• [THE EXERCISE]: Reproduce the entries in full, with no changes.

• [RECORDS FOR THIS TASK]:
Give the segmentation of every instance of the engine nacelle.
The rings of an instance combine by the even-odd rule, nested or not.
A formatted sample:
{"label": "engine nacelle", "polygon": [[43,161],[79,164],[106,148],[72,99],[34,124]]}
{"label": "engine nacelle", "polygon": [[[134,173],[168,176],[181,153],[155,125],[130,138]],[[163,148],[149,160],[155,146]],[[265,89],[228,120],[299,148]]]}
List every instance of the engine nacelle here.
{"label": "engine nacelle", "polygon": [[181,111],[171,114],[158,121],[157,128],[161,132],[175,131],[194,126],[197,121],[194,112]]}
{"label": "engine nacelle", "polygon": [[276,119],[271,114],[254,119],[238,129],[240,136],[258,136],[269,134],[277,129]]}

• [RESULT]:
Give the segmentation of every instance of the engine nacelle.
The rings of an instance combine by the even-odd rule, nested or not.
A formatted sample:
{"label": "engine nacelle", "polygon": [[43,161],[79,164],[106,148],[72,99],[34,124]]}
{"label": "engine nacelle", "polygon": [[[134,173],[168,176],[181,153],[155,125],[130,138]],[[163,148],[149,160],[155,146]],[[265,89],[228,120],[299,148]]]}
List every instance of the engine nacelle here.
{"label": "engine nacelle", "polygon": [[181,111],[171,114],[158,121],[157,128],[161,132],[175,131],[194,126],[197,121],[194,112]]}
{"label": "engine nacelle", "polygon": [[276,119],[271,114],[254,119],[238,129],[240,136],[258,136],[269,134],[277,129]]}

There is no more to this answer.